(Listed records begins)

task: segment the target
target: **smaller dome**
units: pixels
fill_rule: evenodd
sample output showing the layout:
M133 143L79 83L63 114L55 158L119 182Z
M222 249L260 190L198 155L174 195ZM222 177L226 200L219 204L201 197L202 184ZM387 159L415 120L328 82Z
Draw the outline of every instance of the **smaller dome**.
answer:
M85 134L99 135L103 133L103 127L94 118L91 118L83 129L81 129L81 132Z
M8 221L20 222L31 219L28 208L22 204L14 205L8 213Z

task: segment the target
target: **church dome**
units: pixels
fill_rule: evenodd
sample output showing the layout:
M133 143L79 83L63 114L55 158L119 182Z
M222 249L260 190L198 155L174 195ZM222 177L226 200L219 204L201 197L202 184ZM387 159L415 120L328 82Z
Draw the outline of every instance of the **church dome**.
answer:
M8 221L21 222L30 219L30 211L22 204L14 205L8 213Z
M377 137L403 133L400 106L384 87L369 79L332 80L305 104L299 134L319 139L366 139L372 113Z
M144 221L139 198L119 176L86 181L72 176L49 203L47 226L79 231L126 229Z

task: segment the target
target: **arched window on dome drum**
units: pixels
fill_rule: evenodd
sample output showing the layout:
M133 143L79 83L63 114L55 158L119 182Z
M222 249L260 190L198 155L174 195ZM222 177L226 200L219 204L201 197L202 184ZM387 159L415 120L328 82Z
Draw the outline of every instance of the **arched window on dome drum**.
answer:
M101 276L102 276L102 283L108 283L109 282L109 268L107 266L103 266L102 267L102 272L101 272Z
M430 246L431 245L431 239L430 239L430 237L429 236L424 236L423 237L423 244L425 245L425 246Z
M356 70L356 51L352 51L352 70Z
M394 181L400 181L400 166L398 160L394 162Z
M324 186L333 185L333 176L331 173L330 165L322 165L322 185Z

(Listed records ends)

Every entry above must be reproduced exactly.

*Task result*:
task: segment the target
target: **smaller dome**
units: pixels
fill_rule: evenodd
sample output showing the layout:
M133 143L79 83L63 114L55 158L119 182Z
M222 249L260 190L198 155L174 195ZM222 177L226 200L219 204L201 197L202 184ZM387 159L415 120L328 82Z
Draw the outline of every instance of the **smaller dome**.
answer:
M85 134L99 135L103 133L103 127L94 118L91 118L83 129L81 129L81 132Z
M8 221L20 222L31 219L28 208L22 204L14 205L8 213Z

task: segment the target
target: **church dome**
units: pixels
fill_rule: evenodd
sample output showing the layout:
M133 143L79 83L63 114L55 158L119 182Z
M222 249L260 190L198 155L174 195ZM222 177L226 200L219 204L201 197L202 184ZM387 159L415 120L328 82Z
Draw the outline of every instance of the **church dome**.
answer:
M8 221L21 222L30 219L30 211L22 204L14 205L8 213Z
M377 137L403 133L400 106L384 87L369 79L332 80L305 104L299 134L319 139L366 139L372 113Z
M144 221L139 198L119 176L86 181L72 176L49 203L47 226L79 231L126 229Z

task: segment the target
target: **arched window on dome drum**
units: pixels
fill_rule: evenodd
sample output showing the layout:
M133 143L79 83L63 114L55 158L119 182Z
M222 249L260 190L198 155L174 195ZM222 177L226 200L219 204L201 197L202 184ZM387 159L415 120L328 82Z
Draw the outline of every instance of the **arched window on dome drum**.
answer:
M101 276L102 276L102 283L108 283L109 282L109 268L107 266L103 266L102 267L102 272L101 272Z
M430 246L431 245L431 239L430 239L430 237L429 236L424 236L423 237L423 244L425 245L425 246Z
M356 70L356 51L352 51L352 70Z
M394 181L400 181L400 166L398 160L394 162Z
M324 186L333 185L333 176L331 173L330 165L322 165L322 185Z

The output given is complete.